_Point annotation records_
..............................

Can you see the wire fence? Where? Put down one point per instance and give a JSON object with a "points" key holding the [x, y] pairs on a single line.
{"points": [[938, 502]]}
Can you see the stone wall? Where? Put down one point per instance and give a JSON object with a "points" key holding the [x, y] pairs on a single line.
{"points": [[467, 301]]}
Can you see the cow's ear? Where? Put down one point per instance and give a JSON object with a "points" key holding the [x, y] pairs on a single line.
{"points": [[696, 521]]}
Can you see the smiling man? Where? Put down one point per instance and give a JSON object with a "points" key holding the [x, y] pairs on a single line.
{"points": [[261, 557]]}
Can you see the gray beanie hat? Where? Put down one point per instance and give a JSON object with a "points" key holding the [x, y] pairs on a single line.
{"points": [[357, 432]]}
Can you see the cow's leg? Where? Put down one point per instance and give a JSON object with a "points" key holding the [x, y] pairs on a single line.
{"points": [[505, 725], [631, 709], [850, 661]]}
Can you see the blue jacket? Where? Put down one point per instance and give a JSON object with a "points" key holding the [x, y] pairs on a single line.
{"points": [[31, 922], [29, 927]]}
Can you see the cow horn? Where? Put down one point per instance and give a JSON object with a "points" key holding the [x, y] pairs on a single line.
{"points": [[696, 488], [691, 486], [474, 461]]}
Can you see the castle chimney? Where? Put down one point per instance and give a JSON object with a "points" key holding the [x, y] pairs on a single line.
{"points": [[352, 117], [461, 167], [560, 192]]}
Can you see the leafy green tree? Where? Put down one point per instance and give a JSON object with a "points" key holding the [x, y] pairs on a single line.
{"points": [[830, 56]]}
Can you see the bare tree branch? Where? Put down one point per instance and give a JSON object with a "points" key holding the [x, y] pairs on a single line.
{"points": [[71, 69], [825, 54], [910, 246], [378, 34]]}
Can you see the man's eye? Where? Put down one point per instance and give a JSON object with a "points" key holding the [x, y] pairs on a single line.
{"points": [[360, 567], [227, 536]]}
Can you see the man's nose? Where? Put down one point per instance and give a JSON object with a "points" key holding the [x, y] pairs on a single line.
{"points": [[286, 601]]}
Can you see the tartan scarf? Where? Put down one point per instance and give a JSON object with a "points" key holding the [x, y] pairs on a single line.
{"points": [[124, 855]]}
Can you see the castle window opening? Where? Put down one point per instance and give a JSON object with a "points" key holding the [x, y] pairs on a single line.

..............................

_Directive_
Rewrite the stretch from the line containing "Can you see the man's eye?" through the end of the records, replacing "tartan" with "plaid" and keeping everything else the same.

_Solution for this problem_
Can you see the man's eye? Where? Put down one point per instance and give a JSON object with a "points" key holding the [x, y] pairs on a single line.
{"points": [[360, 567], [227, 536]]}
Can you see the man's nose? Where? Put down one point per instance and give a JSON object with a "points" key holding the [x, y] pairs on a single line.
{"points": [[286, 601]]}
Can you see the plaid scarf? Where? Put down one point per instance and give a JSON object with a "points" key holding the [x, y] pairs on a single line.
{"points": [[124, 855]]}
Can you see the castle window opening? Where? Put down one point per instance and give a JSON object with a "points" key holding the [x, y] pairs on a single line.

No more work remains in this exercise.